__MATERIAL FOR THE TASK__.
***
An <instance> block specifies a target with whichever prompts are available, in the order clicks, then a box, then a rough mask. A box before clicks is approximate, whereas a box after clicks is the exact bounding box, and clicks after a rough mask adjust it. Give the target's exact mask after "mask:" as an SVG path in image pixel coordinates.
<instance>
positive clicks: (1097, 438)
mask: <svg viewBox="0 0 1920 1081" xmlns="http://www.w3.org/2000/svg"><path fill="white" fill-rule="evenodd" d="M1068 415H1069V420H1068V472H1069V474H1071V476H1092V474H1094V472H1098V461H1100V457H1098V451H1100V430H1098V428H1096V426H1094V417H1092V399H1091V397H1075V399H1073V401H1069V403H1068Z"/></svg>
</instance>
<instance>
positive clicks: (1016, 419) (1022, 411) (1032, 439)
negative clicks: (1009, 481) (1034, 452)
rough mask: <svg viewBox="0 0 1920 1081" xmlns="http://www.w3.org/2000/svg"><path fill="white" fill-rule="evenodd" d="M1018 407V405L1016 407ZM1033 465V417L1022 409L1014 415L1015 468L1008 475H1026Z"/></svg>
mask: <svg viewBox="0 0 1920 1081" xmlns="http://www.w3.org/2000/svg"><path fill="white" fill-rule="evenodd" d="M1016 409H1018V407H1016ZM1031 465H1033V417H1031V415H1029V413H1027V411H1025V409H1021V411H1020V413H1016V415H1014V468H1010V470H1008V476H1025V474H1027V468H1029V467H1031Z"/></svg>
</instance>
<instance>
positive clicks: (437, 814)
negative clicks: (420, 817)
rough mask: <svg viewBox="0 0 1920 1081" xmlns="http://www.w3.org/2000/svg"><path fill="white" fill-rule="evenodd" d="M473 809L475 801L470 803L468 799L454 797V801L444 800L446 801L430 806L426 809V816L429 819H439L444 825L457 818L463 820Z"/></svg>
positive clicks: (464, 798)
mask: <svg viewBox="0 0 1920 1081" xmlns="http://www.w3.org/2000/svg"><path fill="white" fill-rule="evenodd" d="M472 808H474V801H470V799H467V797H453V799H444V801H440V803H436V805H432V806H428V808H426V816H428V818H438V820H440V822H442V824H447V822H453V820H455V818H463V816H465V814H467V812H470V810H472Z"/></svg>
***
__YOUR INSTRUCTIONS__. Render every line above as a Markdown table with the columns "Line No." and "Content", omitting blank lines.

__REPLY__.
| Line No. | Content |
|---|---|
| 1 | An <instance> block specifies a target with whichever prompts are available, in the order clicks, then a box, then a rough mask. A box before clicks is approximate, whereas a box after clicks is the exact bounding box, and clicks after a rough mask adjust it. Give the target's exact mask after "mask:" as an SVG path in image pixel coordinates. |
| 2 | <instance> |
| 3 | positive clicks: (1097, 438) |
| 4 | mask: <svg viewBox="0 0 1920 1081" xmlns="http://www.w3.org/2000/svg"><path fill="white" fill-rule="evenodd" d="M1068 415H1069V420H1068V472H1069V474H1071V476H1092V474H1094V472H1098V461H1100V457H1098V451H1100V430H1098V428H1096V426H1094V417H1092V399H1091V397H1075V399H1073V401H1069V403H1068Z"/></svg> |
| 5 | </instance> |
| 6 | <instance> |
| 7 | positive clicks: (1016, 419) (1022, 411) (1032, 439) |
| 8 | negative clicks: (1009, 481) (1034, 452) |
| 9 | rough mask: <svg viewBox="0 0 1920 1081" xmlns="http://www.w3.org/2000/svg"><path fill="white" fill-rule="evenodd" d="M1018 407V405L1016 407ZM1033 465V417L1022 409L1014 415L1015 468L1008 475H1026Z"/></svg> |
| 10 | mask: <svg viewBox="0 0 1920 1081" xmlns="http://www.w3.org/2000/svg"><path fill="white" fill-rule="evenodd" d="M1016 409H1018V407H1016ZM1031 465H1033V417H1031V415H1029V413H1027V411H1025V409H1021V411H1020V413H1016V415H1014V468H1010V470H1008V476H1025V474H1027V468H1029V467H1031Z"/></svg> |
| 11 | </instance> |
| 12 | <instance> |
| 13 | positive clicks: (437, 814) |
| 14 | negative clicks: (420, 817) |
| 15 | rough mask: <svg viewBox="0 0 1920 1081" xmlns="http://www.w3.org/2000/svg"><path fill="white" fill-rule="evenodd" d="M473 809L475 801L470 803L468 799L454 797V801L444 800L446 801L430 806L426 809V816L429 819H439L444 825L457 818L463 820Z"/></svg> |
| 16 | positive clicks: (464, 798) |
| 17 | mask: <svg viewBox="0 0 1920 1081" xmlns="http://www.w3.org/2000/svg"><path fill="white" fill-rule="evenodd" d="M472 808H474V801H470V799H467V797H453V799H444V801H440V803H436V805H432V806H428V808H426V816H428V818H438V820H440V822H442V824H447V822H453V820H455V818H463V816H465V814H467V812H470V810H472Z"/></svg> |